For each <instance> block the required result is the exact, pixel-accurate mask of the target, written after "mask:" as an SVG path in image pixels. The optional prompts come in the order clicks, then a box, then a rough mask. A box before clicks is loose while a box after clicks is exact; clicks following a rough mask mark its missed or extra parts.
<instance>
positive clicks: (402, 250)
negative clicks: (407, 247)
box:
- - - - -
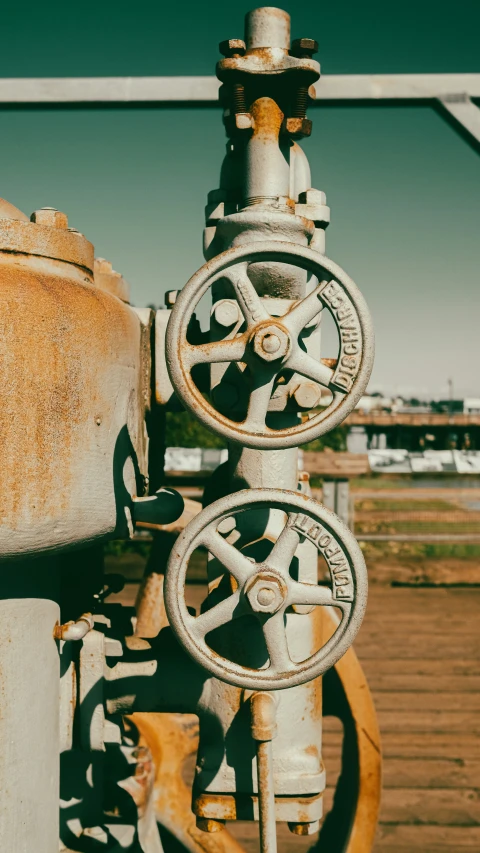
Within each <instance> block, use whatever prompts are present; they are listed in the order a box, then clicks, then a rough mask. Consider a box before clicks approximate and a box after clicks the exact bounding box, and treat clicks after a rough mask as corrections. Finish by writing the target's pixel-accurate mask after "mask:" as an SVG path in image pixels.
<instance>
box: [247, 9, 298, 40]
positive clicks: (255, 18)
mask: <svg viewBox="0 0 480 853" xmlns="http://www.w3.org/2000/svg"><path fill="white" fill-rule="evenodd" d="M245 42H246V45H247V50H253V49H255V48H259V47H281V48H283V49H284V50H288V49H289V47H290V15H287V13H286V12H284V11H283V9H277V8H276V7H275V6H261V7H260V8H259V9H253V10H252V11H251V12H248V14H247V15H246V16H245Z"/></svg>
- - - - -
ASSIGNED TASK
Locate each line above that contains the word "rough" and copy those lines out in full.

EXPECTED ANSWER
For each <instance> block the required result is the exact, pixel-accurate mask of the target, written after "mask:" as an SVG path in image pixels. The optional prompts come in the order clicks, then a box, then a rough mask. A box before clicks is loose while a box after clicks is exact; clicks following a rough mask mark its missed or extra parts.
Within each <instance> block, use whatever prompts are present; they are listed in the order a box, then clicks, then a rough mask. Consider a box before clicks approximate and a box after clicks the exact bounding box, and treat clicks after a rough mask as corrections. Finish by writing the target's pixel-accurate mask after "mask:" as an SVG path in image pixels.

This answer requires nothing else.